- PROVIDED INFORMATION -
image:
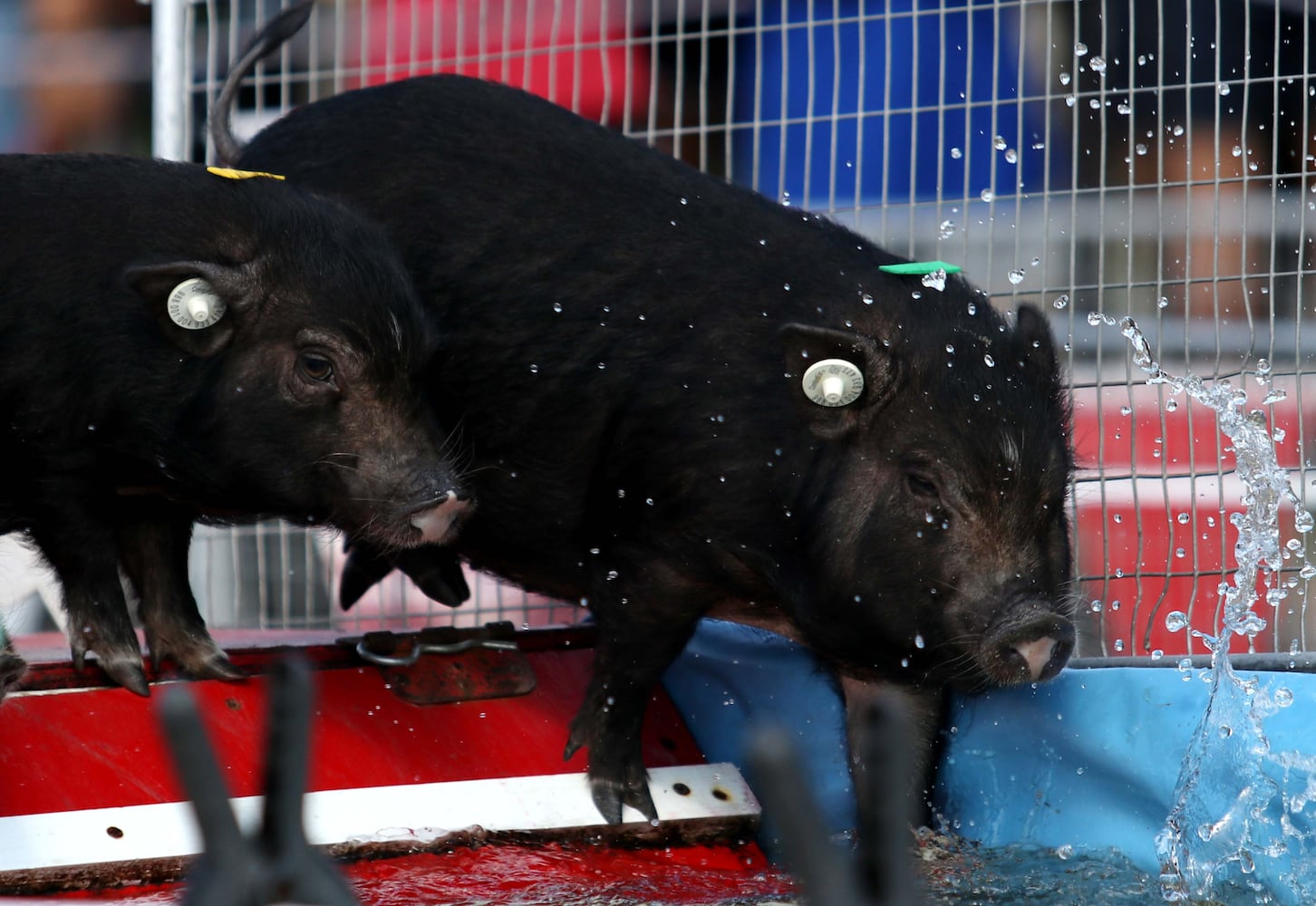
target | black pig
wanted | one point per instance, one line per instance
(625, 341)
(12, 667)
(125, 413)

- DIRECTIONS -
Rewrite the records above, swapping "black pig" for "dark hog" and leaving everything else unchanged. Omit the pictures from your answer.

- THE COMPLETED TASK -
image:
target | dark hog
wanted | one point per instance, one line per instance
(625, 341)
(12, 667)
(125, 413)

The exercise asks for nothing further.